══ Listing ══
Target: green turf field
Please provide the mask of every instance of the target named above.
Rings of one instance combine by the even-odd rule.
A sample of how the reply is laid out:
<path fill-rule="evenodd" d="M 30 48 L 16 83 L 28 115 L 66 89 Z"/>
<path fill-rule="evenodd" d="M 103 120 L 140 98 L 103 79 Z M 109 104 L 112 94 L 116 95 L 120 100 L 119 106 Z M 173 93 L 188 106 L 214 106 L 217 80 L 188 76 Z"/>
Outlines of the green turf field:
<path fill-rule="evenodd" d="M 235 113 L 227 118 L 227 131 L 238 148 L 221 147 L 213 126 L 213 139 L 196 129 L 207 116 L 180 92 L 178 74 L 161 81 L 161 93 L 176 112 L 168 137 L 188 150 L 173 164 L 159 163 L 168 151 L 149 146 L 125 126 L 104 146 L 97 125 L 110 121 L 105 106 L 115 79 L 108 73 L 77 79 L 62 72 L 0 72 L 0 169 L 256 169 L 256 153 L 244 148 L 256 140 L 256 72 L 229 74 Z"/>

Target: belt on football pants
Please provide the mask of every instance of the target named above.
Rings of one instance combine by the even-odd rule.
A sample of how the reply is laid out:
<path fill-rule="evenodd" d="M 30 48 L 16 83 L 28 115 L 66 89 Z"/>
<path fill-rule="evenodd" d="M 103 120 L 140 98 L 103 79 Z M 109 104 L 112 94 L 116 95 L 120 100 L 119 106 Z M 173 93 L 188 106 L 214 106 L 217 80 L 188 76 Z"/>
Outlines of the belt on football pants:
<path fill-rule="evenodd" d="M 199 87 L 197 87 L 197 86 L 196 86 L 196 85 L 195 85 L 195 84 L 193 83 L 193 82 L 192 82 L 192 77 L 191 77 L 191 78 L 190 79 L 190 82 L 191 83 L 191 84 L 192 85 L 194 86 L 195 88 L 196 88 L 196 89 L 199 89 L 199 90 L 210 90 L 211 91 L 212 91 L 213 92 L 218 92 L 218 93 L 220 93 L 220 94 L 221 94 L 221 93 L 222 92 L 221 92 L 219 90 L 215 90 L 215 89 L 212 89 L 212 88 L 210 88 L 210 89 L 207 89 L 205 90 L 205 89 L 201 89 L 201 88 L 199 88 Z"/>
═══
- **What is asked**:
Put the stretch of the listing from the line containing "Target: belt on football pants" through the line containing "Outlines of the belt" into a Markdown table with the columns Row and Line. Number each line in Row and skip any blank lines.

- **Solution to this task**:
| Row | Line |
|---|---|
| 1 | Target: belt on football pants |
| 2 | Please provide the mask of every instance of the target named above. |
| 3 | Rings of one instance combine by the even-odd rule. |
| 4 | A sample of how the reply is laid out: |
| 5 | <path fill-rule="evenodd" d="M 30 48 L 16 83 L 28 115 L 66 89 Z"/> |
| 6 | <path fill-rule="evenodd" d="M 103 120 L 140 98 L 103 79 Z M 109 104 L 112 94 L 116 95 L 120 100 L 119 106 Z M 173 93 L 188 106 L 214 106 L 217 80 L 188 76 Z"/> |
| 7 | Outlines of the belt on football pants: |